_Brief_
Return exactly the lines that run from the one containing "calm blue water." to the end of the entries, with both ends included.

_Source records_
==============================

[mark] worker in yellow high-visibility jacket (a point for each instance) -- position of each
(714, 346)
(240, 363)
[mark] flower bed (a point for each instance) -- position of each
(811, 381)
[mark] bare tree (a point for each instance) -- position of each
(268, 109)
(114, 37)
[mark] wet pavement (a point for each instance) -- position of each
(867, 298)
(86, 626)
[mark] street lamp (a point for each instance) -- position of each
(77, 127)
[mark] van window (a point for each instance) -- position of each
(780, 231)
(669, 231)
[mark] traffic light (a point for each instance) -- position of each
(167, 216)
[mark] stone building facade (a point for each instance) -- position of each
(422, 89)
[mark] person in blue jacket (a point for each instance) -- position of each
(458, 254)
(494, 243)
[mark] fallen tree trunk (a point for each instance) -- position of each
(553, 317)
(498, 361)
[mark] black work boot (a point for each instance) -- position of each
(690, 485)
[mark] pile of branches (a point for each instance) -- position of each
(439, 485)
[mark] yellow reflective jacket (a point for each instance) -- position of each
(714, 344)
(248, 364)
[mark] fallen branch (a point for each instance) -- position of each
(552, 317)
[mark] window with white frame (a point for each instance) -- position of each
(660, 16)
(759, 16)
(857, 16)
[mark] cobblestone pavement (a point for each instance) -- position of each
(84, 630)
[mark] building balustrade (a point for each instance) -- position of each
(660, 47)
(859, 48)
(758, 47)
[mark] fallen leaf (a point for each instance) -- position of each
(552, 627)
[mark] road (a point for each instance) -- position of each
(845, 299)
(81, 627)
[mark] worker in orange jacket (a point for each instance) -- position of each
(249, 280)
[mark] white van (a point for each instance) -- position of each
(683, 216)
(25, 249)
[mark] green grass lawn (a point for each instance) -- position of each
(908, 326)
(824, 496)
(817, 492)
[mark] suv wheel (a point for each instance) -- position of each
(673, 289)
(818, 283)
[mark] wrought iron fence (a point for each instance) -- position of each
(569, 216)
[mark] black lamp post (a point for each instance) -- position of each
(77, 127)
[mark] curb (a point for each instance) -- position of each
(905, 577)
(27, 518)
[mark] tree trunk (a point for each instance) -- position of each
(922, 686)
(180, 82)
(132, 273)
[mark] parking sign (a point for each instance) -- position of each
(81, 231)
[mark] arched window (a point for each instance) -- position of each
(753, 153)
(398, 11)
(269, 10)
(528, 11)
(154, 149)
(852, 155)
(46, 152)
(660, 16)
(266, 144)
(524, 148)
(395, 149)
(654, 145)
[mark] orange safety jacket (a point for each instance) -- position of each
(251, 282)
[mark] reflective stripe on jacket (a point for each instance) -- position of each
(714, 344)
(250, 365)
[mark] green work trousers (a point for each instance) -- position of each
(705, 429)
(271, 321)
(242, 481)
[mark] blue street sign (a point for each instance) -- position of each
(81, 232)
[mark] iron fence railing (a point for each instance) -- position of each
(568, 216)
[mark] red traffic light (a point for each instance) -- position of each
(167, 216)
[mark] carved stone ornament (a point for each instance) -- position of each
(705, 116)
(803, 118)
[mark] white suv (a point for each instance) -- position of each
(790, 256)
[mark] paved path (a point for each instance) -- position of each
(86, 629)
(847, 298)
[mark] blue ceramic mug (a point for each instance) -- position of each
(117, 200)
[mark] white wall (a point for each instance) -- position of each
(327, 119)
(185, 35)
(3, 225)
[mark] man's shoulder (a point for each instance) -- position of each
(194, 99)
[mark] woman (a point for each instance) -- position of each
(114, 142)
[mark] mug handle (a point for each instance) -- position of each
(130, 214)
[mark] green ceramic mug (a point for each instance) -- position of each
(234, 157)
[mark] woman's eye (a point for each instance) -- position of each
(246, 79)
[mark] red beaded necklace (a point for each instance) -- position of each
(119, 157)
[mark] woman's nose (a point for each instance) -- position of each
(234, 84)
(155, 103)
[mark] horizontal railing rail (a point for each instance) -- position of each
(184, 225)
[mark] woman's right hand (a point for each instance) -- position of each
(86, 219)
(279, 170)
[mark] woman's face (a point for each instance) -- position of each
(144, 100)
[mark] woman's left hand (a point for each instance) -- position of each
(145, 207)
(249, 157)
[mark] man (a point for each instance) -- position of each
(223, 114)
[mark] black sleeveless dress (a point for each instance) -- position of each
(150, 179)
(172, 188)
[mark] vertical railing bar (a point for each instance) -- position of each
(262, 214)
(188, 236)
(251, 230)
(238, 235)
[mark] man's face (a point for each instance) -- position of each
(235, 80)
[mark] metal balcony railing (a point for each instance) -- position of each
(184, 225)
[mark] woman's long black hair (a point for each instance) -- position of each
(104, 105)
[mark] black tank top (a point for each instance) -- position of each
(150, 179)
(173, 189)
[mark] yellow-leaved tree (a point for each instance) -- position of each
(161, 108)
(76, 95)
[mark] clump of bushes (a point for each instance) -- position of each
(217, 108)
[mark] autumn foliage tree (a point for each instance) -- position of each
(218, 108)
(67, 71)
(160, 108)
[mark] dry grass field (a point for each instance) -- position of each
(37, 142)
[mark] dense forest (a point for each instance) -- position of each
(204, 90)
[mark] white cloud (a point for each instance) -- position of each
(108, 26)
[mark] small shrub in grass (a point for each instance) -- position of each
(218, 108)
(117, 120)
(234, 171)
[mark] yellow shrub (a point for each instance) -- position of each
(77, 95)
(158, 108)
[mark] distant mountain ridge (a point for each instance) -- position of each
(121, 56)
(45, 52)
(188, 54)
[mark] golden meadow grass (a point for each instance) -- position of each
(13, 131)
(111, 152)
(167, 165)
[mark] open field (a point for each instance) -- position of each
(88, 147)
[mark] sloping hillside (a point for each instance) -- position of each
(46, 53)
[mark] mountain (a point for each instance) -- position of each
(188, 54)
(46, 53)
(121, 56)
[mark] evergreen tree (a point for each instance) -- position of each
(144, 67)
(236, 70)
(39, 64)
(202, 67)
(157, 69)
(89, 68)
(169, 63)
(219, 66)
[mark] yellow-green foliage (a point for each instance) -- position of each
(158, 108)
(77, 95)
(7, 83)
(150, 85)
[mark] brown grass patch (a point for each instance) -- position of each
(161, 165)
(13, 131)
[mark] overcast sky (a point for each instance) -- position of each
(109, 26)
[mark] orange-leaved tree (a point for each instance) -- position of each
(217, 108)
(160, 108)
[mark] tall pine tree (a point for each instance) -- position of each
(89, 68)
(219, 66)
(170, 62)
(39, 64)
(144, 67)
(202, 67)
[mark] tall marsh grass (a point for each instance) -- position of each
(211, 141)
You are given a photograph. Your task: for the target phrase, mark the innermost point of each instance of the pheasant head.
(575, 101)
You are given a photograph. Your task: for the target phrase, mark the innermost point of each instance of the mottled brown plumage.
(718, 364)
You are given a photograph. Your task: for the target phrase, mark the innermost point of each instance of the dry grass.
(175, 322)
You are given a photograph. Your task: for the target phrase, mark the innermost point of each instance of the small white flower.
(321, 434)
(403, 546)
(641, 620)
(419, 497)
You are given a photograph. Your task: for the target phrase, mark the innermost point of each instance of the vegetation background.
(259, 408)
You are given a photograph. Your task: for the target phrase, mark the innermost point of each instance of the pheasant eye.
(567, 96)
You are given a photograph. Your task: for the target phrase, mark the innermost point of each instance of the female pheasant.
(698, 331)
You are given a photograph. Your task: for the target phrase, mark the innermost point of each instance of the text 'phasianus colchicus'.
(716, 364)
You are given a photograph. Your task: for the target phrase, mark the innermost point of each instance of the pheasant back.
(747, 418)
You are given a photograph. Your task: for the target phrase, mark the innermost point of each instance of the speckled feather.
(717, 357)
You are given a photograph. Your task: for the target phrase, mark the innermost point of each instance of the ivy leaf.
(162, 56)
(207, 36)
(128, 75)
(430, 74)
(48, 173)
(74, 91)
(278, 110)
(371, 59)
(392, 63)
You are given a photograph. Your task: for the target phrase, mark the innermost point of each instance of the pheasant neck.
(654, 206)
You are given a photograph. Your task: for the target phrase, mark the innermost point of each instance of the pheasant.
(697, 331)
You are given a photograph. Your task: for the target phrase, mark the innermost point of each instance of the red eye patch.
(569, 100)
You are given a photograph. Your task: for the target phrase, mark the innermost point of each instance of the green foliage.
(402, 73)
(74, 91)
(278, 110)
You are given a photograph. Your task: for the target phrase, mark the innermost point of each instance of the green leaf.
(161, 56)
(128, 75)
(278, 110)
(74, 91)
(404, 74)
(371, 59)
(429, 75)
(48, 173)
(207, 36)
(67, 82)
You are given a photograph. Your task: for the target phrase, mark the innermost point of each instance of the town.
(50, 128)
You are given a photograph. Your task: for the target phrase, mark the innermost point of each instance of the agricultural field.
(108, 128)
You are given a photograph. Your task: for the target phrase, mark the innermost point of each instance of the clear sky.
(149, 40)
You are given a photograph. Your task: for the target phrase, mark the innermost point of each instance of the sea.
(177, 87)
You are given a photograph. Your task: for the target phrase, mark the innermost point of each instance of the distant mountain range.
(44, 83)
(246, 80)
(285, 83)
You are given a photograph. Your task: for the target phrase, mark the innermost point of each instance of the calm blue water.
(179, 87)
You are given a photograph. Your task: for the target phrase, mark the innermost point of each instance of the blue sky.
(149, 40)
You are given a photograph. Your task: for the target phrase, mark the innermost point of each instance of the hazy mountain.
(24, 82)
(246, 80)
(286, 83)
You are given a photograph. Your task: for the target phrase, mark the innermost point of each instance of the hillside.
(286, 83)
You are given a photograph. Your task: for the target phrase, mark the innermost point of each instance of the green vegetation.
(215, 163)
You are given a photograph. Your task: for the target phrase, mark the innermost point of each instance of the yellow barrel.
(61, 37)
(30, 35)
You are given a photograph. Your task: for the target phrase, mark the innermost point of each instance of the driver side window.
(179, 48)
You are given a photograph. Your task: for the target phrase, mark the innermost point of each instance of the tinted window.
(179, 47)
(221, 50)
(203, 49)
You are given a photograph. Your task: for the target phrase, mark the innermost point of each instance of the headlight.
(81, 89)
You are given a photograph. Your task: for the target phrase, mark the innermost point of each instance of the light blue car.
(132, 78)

==============================

_Task solution_
You are given a photograph. Your task: for the target phrase, mark the innermost point of each instance of the calm blue water.
(179, 87)
You are given a photograph. Your task: for the target phrase, mark the innermost point of each instance of the blue sky.
(149, 40)
You are given a photograph. Your task: for the target phrase, mark the innermost point of each instance of the hazy mountain.
(24, 82)
(246, 80)
(286, 83)
You are given a photograph. Your task: for the target phrase, mark the innermost point of each instance of the hillside.
(286, 83)
You are given a photograph. Your task: for the target phrase, mark the innermost point of each instance of the green vegetation.
(215, 163)
You are given a photograph. Your task: for the target phrase, mark the innermost point of each instance of the yellow barrel.
(61, 37)
(30, 35)
You are given a photograph. Your task: for the target phrase, mark the innermost point of each instance of the driver side window.
(179, 48)
You are given a photograph. Your task: for the target phrase, mark the innermost point of each instance of the tinted window.
(179, 47)
(221, 50)
(203, 49)
You are given a photograph. Your task: for the target phrase, mark the innermost point of each instance of the headlight.
(81, 89)
You are given a photograph. Your task: for the target phrase, mark the innermost point of each instance of the light blue car.
(132, 78)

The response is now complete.